#### DATA PROVIDED ####

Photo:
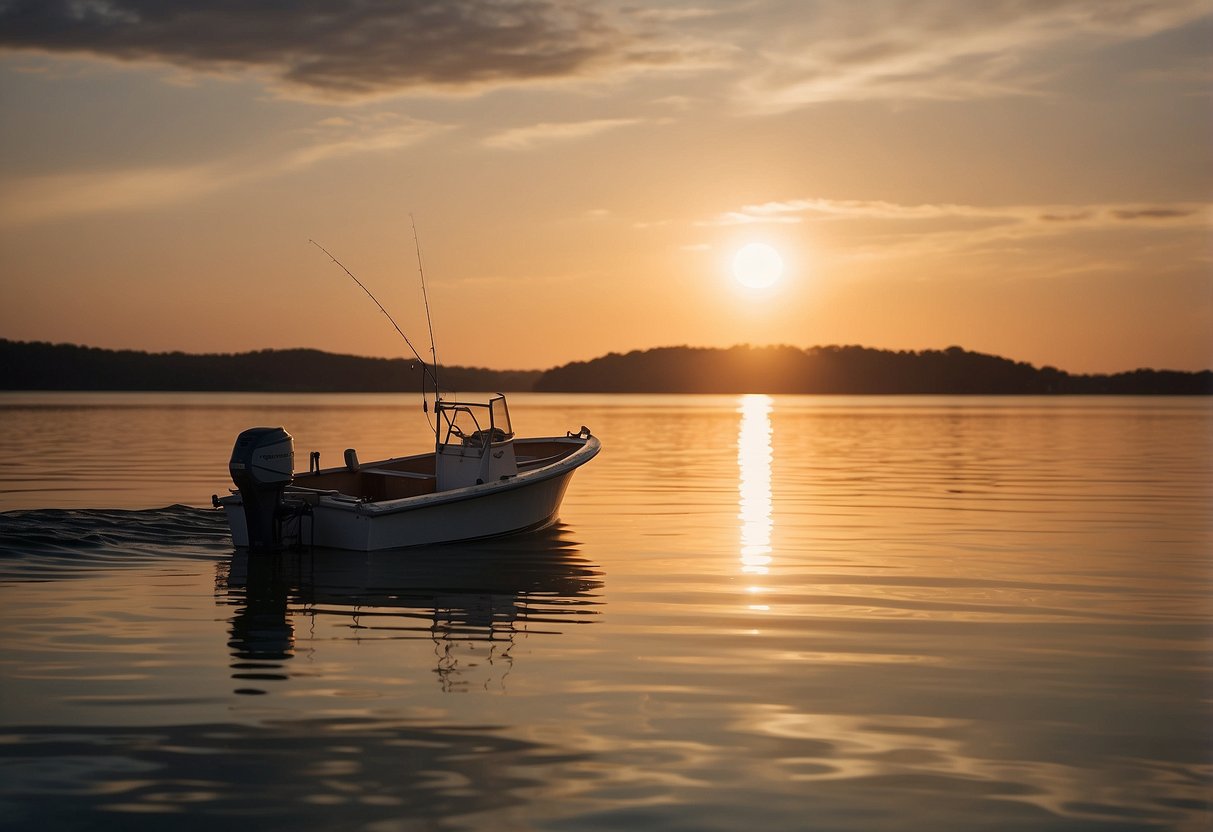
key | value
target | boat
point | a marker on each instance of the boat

####
#### DATA PROVIDED ####

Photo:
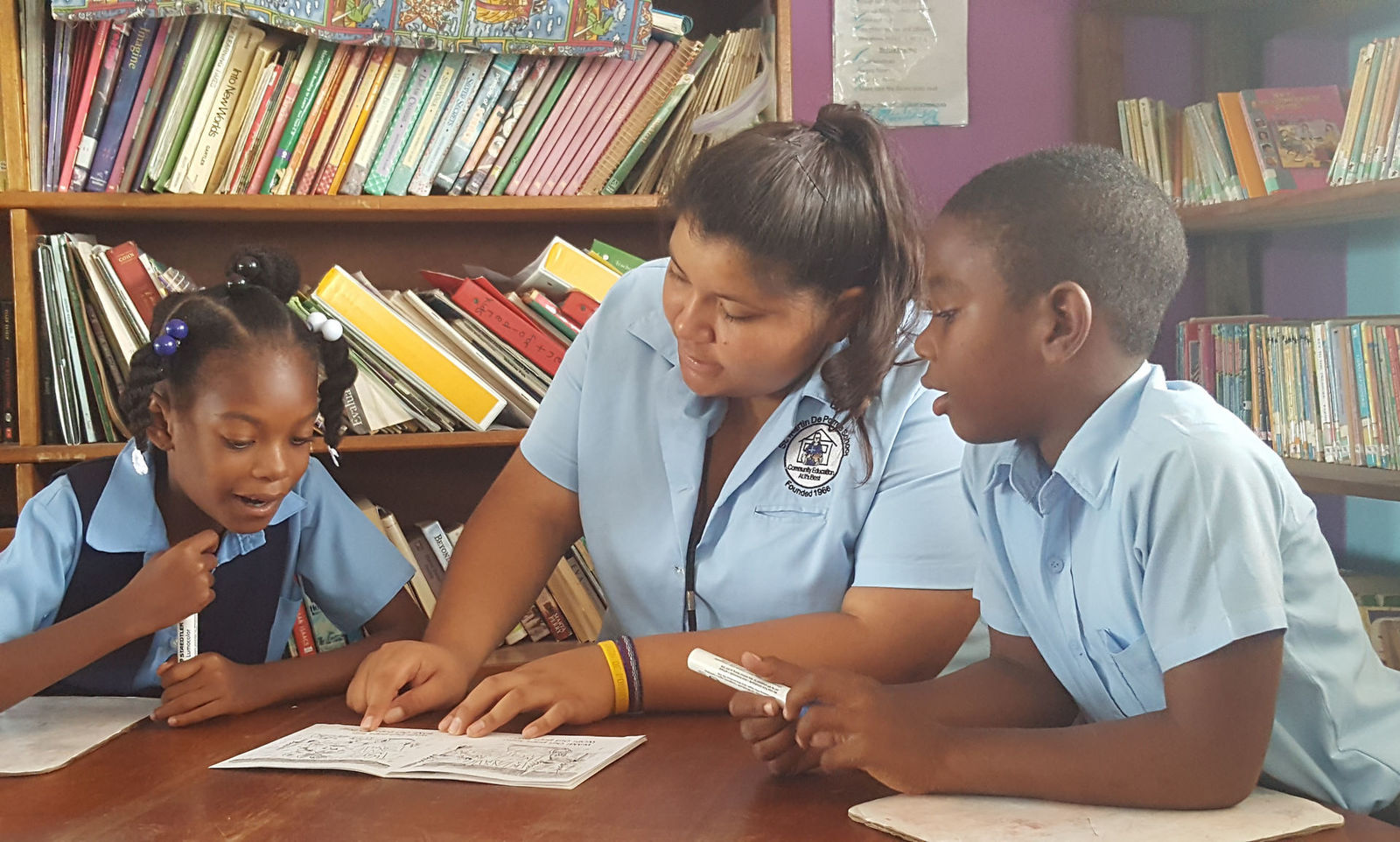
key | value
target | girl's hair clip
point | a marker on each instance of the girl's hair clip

####
#### DATA PROVIDED ####

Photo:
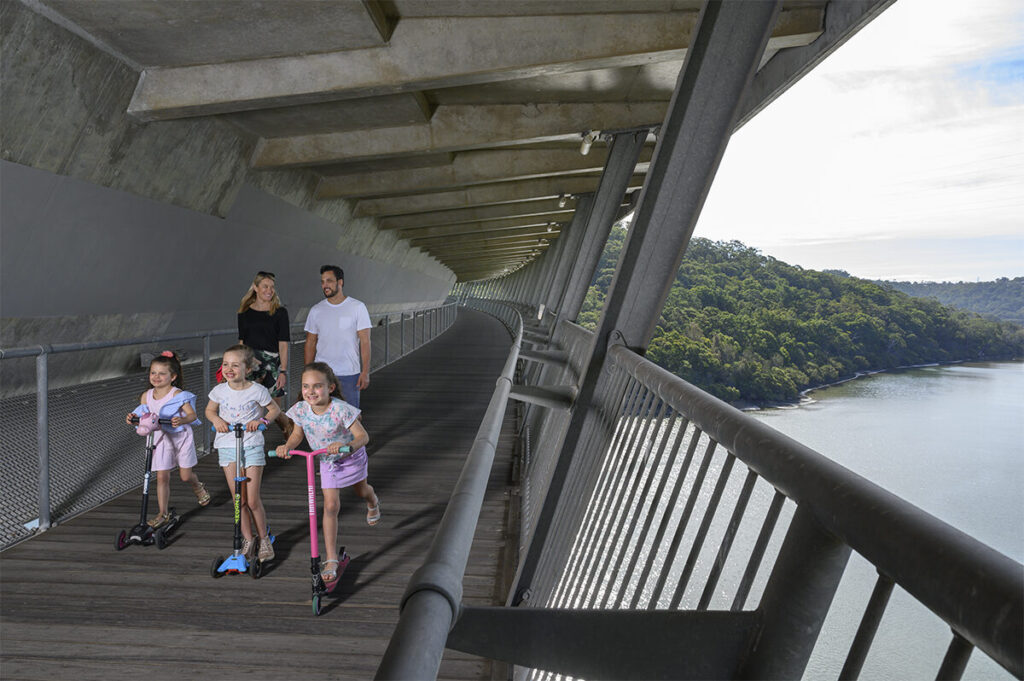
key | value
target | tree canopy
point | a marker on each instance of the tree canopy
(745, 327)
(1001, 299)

####

_WHAT TO DO_. Pull out each line in the records that contains the word "hair". Treat case as significant.

_EXPECTED ANSWER_.
target | girl's hair clip
point | a marker on each instance of the girl's hair clip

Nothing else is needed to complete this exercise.